▸ **WRITTEN TASK A**: In the Form 8-K below, what trading symbol is listed for the redeemable warrants?

▸ **TEXT SEGMENT**:
begin
UNITED STATES
SECURITIES AND EXCHANGE COMMISSION
Washington, D.C. 20549
FORM 8-K
CURRENT REPORT
Pursuant to Section 13 or Section 15(d) of the Securities Exchange Act of 1934
Date of Report (Date of earliest event reported): February 10, 2023
PRIVETERRA ACQUISITION CORP.
(Exact name of registrant as specified in its charter)
Delaware | | 001-40021 | | 85-3940478 |
(State or other jurisdiction of incorporation) | | (Commission File Number) | | (I.R.S. Employer Identification No.) |
300 SE 2nd Street, Suite 600 Fort Lauderdale, Florida | | 33301 |
(Address of principal executive offices) | | (Zip Code) |
Registrant’s telephone number, including area code: +1 (754) 220-9229
Not Applicable |
(Former name or former address, if changed since last report) |
Check the appropriate box below if the Form 8-K filing is intended to simultaneously satisfy the filing obligation of the registrant under any of the following provisions:
¨ | Written communications pursuant to Rule 425 under the Securities Act (17 CFR 230.425) |
¨ | Soliciting material pursuant to Rule 14a-12 under the Exchange Act (17 CFR 240.14a-12) |
¨ | Pre-commencement communications pursuant to Rule 14d-2(b) under the Exchange Act (17 CFR 240.14d-2(b)) |
¨ | Pre-commencement communications pursuant to Rule 13e-4(c) under the Exchange Act (17 CFR 240.13e-4(c)) |
Securities registered pursuant to Section 12(b) of the Act:
Title of each class | | Trading Symbol(s) | | Name of each exchange on which registered |
Units, each consisting of one share of Class A common stock and one-third of one redeemable warrant | | PMGMU | | The Nasdaq Stock Market LLC |
Class A common stock, par value $0.0001 per share | | PMGM | | The Nasdaq Stock Market LLC |
Redeemable warrants, each warrant exercisable for one share of Class A common stock at an exercise price of $11.50 | | PMGMW | | The Nasdaq Stock Market LLC |
Indicate by check mark whether the registrant is an emerging growth company as defined in Rule 405 of the Securities Act of 1933 (§230.405 of this chapter) or Rule 12b-2 of the Securities Exchange Act of 1934 (§240.12b-2 of this chapter).
Emerging growth company x
If an emerging growth company, indicate by check mark if the registrant has elected not to use the extended transition period for complying with any new or revised financial accounting standards provided pursuant to Section 13(a) of the Exchange Act.
Item 3.03 Material Modification to Rights of Security Holders.
end
▸ **RECORDS TO USE**:
begin
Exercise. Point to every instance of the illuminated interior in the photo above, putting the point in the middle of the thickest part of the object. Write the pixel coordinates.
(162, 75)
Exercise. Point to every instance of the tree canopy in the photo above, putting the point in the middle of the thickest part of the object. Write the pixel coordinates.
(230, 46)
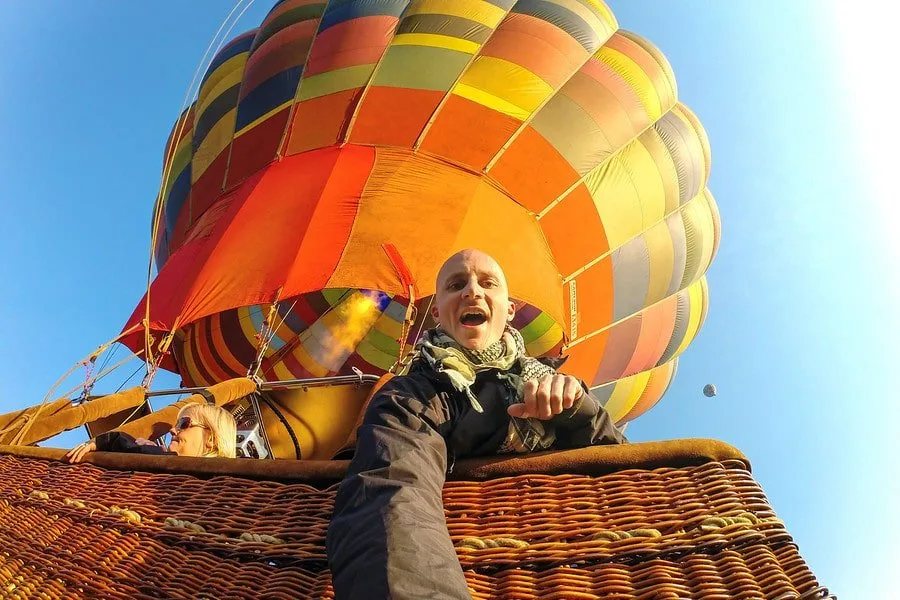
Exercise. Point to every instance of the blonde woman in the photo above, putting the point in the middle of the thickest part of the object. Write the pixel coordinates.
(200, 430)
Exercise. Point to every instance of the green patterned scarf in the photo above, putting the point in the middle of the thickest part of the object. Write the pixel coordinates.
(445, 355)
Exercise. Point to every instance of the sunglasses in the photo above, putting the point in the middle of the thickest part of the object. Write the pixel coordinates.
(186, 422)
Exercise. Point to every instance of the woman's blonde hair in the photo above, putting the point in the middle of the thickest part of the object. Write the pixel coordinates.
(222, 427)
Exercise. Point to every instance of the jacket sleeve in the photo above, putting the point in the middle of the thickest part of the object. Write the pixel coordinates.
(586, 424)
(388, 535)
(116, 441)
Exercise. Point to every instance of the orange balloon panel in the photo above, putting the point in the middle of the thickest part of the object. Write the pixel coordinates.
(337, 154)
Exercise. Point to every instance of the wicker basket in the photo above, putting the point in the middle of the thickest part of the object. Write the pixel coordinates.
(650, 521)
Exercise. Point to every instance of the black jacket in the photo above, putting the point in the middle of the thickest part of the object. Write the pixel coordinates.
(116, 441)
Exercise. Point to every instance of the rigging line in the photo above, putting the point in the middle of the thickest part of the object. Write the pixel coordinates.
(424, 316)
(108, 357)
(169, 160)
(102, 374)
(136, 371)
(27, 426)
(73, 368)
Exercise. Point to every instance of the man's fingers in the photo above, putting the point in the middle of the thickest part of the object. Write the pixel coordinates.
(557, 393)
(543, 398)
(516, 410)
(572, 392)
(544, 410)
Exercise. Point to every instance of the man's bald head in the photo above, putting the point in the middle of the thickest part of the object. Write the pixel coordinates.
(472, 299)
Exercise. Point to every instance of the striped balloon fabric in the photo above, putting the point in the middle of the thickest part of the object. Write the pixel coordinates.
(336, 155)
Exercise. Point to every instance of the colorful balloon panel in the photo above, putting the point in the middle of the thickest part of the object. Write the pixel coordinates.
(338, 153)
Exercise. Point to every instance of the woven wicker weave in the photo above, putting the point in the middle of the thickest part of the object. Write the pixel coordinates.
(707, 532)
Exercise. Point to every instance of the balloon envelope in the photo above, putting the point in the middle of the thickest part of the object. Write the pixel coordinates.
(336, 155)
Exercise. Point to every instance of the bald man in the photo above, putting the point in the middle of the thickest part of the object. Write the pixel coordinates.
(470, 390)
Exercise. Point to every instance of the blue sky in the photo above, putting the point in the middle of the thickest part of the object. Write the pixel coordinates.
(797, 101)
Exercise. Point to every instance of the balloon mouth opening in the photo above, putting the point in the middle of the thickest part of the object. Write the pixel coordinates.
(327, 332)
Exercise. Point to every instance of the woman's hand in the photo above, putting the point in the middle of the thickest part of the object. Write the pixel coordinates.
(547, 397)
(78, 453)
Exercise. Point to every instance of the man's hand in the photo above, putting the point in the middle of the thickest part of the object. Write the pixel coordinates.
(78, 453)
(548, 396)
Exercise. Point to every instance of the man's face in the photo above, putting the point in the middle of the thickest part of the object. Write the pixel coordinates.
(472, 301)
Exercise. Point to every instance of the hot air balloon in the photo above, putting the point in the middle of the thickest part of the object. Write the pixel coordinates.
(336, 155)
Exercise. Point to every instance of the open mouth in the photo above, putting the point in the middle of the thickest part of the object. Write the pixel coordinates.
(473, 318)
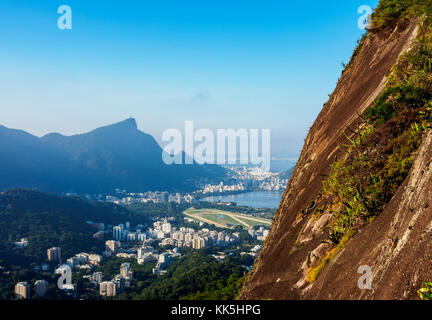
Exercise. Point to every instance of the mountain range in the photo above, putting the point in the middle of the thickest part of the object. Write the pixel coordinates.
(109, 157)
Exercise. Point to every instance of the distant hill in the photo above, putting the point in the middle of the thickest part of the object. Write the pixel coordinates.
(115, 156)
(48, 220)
end
begin
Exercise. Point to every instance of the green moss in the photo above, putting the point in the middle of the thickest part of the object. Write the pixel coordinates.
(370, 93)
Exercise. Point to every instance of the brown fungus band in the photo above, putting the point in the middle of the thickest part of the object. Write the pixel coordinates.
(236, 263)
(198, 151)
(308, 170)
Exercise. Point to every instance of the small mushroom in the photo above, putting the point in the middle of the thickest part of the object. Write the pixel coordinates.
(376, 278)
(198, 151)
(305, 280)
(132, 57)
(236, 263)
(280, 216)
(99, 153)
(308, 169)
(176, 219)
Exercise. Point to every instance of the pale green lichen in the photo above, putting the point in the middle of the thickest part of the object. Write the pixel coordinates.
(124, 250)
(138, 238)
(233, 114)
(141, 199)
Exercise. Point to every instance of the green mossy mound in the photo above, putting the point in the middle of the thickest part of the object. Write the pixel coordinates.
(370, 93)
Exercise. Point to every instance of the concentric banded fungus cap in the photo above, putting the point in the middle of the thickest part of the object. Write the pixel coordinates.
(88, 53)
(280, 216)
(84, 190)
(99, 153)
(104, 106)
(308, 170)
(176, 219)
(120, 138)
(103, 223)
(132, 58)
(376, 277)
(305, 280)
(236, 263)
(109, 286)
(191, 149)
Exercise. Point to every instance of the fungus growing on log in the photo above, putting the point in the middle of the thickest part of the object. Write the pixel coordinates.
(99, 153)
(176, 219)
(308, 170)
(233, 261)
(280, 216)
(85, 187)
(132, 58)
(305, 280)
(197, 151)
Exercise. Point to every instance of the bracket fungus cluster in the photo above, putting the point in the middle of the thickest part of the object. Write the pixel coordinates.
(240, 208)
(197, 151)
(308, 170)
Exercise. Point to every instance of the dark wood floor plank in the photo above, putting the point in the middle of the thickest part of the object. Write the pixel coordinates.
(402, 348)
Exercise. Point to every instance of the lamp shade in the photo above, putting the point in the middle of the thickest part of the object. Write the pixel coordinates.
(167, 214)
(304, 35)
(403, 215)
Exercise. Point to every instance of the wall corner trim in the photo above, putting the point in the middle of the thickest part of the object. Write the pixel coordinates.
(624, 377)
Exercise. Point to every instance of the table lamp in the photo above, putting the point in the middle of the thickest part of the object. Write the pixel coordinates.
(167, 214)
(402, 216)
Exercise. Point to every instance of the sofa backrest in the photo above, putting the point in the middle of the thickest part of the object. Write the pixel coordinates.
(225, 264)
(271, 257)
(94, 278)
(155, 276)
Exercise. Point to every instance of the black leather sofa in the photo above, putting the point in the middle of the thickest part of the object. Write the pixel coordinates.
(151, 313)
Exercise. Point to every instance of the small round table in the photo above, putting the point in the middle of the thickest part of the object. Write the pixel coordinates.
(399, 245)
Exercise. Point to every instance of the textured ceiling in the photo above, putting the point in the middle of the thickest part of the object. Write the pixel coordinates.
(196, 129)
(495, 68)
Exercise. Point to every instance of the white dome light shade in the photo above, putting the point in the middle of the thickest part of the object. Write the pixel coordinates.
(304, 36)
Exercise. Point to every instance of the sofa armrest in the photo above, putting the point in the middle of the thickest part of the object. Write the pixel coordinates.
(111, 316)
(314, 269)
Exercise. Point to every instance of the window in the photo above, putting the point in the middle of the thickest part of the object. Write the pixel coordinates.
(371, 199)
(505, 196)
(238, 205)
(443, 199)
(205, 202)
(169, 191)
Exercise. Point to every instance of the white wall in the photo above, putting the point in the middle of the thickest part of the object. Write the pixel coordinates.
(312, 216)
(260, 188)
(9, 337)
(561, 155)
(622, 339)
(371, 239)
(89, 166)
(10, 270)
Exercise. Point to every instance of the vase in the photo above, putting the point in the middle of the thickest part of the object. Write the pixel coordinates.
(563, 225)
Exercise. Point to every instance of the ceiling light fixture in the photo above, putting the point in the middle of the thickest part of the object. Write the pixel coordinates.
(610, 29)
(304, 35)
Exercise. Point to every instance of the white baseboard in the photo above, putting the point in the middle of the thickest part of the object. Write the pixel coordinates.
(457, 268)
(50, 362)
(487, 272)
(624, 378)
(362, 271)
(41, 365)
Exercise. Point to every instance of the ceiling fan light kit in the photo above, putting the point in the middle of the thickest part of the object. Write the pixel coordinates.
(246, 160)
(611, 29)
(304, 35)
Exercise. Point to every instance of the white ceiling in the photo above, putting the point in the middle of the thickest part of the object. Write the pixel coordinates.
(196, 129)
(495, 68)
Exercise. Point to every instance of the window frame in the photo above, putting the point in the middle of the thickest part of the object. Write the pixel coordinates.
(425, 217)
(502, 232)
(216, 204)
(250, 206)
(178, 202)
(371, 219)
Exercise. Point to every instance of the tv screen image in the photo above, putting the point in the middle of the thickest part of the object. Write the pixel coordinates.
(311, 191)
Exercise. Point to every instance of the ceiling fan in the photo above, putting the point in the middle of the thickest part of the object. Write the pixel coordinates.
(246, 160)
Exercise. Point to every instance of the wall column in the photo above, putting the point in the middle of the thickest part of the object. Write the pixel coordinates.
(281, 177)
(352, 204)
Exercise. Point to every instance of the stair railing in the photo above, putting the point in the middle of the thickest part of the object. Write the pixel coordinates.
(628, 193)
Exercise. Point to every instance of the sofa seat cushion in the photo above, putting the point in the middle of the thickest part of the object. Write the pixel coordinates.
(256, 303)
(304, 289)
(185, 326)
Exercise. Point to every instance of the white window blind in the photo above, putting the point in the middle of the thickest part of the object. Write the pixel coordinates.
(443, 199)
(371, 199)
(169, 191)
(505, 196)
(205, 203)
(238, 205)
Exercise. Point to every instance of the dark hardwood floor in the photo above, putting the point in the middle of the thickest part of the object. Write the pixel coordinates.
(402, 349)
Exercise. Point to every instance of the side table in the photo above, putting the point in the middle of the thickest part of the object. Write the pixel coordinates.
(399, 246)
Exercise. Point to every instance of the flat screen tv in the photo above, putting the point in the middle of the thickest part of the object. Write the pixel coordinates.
end
begin
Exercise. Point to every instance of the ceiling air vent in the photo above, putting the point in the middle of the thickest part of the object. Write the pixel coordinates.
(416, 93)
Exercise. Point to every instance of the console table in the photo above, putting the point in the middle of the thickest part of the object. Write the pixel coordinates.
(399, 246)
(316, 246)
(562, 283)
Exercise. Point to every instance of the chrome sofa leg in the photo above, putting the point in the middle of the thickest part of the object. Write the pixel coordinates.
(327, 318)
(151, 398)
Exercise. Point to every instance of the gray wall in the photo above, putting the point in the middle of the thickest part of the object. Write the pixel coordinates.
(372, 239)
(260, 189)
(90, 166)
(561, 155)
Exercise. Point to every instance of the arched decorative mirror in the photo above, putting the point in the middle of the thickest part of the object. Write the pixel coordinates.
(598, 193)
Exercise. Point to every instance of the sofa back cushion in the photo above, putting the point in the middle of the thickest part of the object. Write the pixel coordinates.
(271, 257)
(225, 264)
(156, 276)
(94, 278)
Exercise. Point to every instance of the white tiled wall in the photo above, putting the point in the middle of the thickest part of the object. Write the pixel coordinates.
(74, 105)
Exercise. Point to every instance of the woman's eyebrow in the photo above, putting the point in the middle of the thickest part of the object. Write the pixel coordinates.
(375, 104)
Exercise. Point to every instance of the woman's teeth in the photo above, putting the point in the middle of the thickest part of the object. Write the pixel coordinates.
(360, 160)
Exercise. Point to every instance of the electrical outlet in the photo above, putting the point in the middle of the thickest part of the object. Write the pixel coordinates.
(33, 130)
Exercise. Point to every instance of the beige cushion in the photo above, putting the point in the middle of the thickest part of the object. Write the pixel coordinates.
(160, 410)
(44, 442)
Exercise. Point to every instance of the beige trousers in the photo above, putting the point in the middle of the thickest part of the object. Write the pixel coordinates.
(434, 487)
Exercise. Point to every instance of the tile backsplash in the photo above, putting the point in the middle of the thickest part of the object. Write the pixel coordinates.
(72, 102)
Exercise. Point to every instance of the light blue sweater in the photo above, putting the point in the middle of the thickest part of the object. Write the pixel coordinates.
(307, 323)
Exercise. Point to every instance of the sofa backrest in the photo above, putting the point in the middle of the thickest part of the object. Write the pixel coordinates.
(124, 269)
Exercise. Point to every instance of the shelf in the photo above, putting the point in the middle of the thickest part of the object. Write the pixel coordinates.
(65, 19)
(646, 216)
end
▸ **WRITTEN TASK B**: List every row above that contains the string "shade", matching case exactly.

▸ **FULL ANSWER A**: PMGMW

▸ **FULL ANSWER B**:
Exercise. Point to every instance of the lamp shade in the photo above, putting the point in the middle of the thickest part of the object. Write the pixel coordinates.
Exercise. Point to every instance of the white dome light shade in the photo above, putting the point in the middle of the thickest part of the object. Write the pixel coordinates.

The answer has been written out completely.